* **PAGE TEXT**
Only Chocolate Day? All right.
Mr Speaker, I am very happy that today, Ghanaians have come to settle with the fact that what used to be called Valentine Day is now known as Chocolate Day in Ghana and I was very happy when you aliased it and said alias Valentine's Day.
The reason is that, for several years in this country, cocoa has been an alien commodity. The products of cocoa have been alien commodities. Chocolate, which is eaten worldwide, which is loved by most people in this world, is rather seen in this country as secondary product and people scarcely eat it and when they do, it is a luxury.
Mr Speaker, with our committed and determined approach to make sure chocolate is eaten, and that we set aside an important day like this as a National Chocolate Day, it is something we need to celebrate and urge Ghanaians to do so. The importance of it is that the production of chocolate will increase in Ghana, the transformation of cocoa beans to edible chocolate will increase in Ghana, the job creation that would accompany it would expand and the economy would be better off.
So, it is not something we need to joke about. It is something we need to work with and ensure that it stays in the country and ensure that it takes root and become part and parcel of us. We must change our culture, the culture of adoring cocoa, the products of cocoa and ensure that Ghanaians themselves find use of what we produce in the world.
Seventy per cent of the total production of cocoa is from West Africa and Ghana is the second largest producer of cocoa. If today the world decides that they are going to use synthetic cocoa, and that they are not going to use our cocoa anymore, what would we do? What would be the purpose of the many investments that we have done on cocoa?
So, it is good that we can consume and enjoy what we produce. It is good that the young people of today would see today as a very important day to celebrate cocoa. I am happy also to note that the Hon Minister is going to cut the sod for the construction of a museum to honour the memory of Tetteh Quarshie, the man who brought cocoa to Ghana, whose name has been extolled worldwide for what he has done. That single individual who has changed the course of history and the economic nature of our country.
Mr Speaker, I believe that today and every other day in every other year which a day is set aside like today is celebrated, would be a redefinition of what we would want to do with our lives because, it is important that our economy changes. It is important that Guggisberg's economy, which allows us to just carry raw cocoa beans to Europe, begins to change and it is going to change for the good.
I will urge all the young people of this country to see this day as not just a day of licentiousness, a day of celebrating love which is defined as being a relation between man and woman, but a day when we love ourselves, when we can produce and eat what we produce, when we can at least take a bite of Ghana and be happy that we are producing and eating what we have in this country.
Mr Speaker, with this, I thank you very much for the opportunity.
-- Akim Oda): Mr Speaker, I would want to take us back a bit on how and why the National Chocolate Day --
Mr Speaker, over 12 or so years ago, it was anticipated that the price of cocoa on the international market would come down. We have seen that today. This is because, almost about 90 per cent of the cocoa that is produced in Ghana was exported and that was a challenge to all of us. Only about 10 per cent was consumed.

* **RECORDED DATA**
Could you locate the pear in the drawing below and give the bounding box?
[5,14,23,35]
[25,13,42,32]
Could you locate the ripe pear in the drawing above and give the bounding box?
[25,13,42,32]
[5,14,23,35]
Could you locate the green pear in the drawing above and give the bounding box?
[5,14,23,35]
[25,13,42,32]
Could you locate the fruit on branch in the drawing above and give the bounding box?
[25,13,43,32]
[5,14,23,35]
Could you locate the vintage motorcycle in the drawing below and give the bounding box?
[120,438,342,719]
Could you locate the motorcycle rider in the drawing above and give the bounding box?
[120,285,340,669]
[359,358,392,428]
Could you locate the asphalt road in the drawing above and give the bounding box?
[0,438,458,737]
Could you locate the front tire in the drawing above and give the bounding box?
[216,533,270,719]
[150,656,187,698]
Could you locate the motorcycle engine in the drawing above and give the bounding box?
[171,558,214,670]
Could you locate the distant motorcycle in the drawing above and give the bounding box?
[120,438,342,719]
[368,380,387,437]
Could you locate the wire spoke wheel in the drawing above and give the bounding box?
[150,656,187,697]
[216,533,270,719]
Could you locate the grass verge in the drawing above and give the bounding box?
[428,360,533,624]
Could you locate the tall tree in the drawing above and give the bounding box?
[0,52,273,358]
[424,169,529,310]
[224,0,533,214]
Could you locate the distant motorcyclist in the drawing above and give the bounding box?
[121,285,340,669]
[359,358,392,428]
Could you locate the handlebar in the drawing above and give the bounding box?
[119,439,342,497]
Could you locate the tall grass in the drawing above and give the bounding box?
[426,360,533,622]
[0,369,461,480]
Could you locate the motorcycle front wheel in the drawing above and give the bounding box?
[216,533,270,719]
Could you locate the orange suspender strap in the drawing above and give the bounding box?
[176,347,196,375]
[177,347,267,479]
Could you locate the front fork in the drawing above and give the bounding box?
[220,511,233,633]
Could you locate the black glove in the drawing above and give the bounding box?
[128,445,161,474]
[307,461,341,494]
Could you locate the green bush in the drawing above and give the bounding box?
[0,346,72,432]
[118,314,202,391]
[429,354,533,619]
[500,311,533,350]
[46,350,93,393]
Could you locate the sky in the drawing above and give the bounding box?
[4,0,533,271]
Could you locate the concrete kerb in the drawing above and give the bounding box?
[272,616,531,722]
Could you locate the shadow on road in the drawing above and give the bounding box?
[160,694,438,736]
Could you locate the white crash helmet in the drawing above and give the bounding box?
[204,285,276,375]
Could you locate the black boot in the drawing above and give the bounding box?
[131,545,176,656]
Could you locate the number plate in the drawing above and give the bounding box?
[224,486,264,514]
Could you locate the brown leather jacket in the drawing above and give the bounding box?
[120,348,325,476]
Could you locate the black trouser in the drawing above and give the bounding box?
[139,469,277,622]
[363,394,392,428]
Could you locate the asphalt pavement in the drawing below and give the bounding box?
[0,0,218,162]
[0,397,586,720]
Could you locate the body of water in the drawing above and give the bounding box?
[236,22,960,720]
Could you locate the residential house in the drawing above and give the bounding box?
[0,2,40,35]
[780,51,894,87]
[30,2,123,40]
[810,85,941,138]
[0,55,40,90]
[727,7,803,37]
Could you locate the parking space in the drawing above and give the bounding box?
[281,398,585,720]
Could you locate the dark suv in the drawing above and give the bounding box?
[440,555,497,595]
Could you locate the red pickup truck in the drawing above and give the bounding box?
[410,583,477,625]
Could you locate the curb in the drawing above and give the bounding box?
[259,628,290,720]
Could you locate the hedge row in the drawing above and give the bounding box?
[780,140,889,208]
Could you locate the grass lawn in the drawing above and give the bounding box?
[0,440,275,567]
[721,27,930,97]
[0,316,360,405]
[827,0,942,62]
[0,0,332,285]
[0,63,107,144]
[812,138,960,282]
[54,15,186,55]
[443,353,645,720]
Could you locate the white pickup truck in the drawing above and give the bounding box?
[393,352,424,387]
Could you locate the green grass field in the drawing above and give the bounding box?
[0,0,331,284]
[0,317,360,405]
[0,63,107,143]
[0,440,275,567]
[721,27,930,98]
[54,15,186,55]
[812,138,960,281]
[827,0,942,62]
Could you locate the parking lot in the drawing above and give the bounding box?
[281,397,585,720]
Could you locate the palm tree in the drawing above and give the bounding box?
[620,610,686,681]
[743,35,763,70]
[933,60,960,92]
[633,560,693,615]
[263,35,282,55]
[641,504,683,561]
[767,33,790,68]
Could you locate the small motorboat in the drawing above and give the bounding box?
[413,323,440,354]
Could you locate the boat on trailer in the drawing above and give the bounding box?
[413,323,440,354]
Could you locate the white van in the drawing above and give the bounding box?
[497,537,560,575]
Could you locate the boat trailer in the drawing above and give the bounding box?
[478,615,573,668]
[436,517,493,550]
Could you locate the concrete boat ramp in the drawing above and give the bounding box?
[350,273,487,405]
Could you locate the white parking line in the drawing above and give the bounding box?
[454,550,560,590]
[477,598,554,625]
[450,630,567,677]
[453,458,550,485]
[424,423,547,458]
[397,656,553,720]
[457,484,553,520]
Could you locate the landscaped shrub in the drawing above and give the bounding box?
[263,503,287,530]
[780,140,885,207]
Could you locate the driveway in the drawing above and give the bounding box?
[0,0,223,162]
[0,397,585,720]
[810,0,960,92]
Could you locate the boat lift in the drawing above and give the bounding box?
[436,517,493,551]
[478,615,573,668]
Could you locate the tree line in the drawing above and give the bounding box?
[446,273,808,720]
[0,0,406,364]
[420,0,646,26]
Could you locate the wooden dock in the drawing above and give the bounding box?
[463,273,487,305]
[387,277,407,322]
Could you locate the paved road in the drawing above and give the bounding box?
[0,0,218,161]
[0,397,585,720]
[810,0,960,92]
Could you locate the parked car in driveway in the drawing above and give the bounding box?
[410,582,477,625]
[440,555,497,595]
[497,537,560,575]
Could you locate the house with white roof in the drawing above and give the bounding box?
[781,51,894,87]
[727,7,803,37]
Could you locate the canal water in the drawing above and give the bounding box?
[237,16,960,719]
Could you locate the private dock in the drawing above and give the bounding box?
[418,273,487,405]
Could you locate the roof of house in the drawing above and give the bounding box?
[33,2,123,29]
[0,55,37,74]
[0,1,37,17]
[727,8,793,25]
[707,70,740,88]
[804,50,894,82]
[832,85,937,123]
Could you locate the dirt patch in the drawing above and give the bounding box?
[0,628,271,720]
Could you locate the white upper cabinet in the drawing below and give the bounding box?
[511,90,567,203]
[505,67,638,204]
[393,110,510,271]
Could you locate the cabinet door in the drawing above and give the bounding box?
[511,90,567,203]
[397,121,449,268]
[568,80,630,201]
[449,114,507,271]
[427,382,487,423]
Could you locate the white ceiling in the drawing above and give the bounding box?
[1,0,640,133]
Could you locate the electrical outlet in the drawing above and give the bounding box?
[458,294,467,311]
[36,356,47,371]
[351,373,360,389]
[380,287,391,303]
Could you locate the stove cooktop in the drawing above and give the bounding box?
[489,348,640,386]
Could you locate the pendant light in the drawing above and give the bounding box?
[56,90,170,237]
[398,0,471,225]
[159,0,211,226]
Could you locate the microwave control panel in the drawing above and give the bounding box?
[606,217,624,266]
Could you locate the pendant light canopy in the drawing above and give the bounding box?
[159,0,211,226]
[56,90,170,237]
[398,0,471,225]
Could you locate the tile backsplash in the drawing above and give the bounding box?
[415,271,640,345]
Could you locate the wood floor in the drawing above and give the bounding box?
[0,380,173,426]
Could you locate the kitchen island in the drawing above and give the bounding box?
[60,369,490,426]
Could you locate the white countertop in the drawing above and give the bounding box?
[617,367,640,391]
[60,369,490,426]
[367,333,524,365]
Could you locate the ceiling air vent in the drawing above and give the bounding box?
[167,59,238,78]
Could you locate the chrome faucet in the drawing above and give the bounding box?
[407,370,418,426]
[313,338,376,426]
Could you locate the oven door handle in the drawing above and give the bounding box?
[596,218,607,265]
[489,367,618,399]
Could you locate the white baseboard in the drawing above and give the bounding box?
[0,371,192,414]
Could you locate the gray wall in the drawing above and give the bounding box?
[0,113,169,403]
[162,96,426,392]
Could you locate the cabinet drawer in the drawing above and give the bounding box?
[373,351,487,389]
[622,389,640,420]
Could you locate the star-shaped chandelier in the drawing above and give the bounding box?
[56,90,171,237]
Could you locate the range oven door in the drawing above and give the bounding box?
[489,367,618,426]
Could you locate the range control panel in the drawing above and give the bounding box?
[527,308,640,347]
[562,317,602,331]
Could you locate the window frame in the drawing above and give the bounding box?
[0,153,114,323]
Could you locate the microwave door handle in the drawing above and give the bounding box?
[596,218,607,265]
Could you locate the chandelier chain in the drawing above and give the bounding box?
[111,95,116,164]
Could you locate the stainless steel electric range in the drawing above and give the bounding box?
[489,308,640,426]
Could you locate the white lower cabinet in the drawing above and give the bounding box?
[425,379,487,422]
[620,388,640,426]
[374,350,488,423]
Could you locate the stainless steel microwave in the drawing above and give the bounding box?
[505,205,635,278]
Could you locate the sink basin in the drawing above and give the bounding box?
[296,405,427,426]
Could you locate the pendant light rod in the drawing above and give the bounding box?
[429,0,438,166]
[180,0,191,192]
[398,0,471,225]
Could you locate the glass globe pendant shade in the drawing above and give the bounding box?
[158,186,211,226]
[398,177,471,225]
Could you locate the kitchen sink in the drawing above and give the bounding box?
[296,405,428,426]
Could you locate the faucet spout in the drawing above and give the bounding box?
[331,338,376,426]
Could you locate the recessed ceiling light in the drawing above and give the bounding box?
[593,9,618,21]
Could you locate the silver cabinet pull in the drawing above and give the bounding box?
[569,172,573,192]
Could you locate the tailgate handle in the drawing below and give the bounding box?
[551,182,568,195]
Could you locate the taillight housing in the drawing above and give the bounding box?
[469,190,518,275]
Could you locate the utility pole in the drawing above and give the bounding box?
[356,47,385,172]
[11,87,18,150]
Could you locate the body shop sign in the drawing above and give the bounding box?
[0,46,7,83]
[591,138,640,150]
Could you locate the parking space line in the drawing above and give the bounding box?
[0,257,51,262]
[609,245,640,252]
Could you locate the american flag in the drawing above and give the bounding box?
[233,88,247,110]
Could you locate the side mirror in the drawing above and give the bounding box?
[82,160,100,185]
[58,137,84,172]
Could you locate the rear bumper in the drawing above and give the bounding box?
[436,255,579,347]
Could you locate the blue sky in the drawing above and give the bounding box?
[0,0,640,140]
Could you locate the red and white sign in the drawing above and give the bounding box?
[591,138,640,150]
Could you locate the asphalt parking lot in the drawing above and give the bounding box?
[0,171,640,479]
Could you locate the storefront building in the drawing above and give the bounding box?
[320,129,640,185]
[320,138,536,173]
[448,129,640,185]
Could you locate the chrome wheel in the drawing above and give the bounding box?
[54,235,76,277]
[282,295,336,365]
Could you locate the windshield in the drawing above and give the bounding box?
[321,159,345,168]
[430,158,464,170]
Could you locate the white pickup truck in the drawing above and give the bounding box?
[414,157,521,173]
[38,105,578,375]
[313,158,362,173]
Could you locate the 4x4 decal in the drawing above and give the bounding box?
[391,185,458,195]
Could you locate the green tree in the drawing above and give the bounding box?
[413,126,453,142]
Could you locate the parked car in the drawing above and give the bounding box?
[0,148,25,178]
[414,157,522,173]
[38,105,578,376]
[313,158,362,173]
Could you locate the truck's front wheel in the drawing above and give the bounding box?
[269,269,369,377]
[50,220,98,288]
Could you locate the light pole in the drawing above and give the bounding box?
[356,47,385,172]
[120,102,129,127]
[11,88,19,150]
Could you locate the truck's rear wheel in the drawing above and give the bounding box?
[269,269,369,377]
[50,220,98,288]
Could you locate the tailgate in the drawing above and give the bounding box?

* **REQUIRED ACTIONS**
a: From the Chocolate Day speech, pull out the passage that begins at the words "Seventy per cent" and stops after "of our country.".
b: Render this sentence from the Chocolate Day speech in Spanish: "Seventy per cent of the total production of cocoa is from West Africa and Ghana is the second largest producer of cocoa."

* **SOLUTIONS BY TASK**
a:
Seventy per cent of the total production of cocoa is from West Africa and Ghana is the second largest producer of cocoa. If today the world decides that they are going to use synthetic cocoa, and that they are not going to use our cocoa anymore, what would we do? What would be the purpose of the many investments that we have done on cocoa?
So, it is good that we can consume and enjoy what we produce. It is good that the young people of today would see today as a very important day to celebrate cocoa. I am happy also to note that the Hon Minister is going to cut the sod for the construction of a museum to honour the memory of Tetteh Quarshie, the man who brought cocoa to Ghana, whose name has been extolled worldwide for what he has done. That single individual who has changed the course of history and the economic nature of our country.

b: El setenta por ciento de la producción total de cacao proviene de África Occidental, y Ghana es el segundo mayor productor de cacao.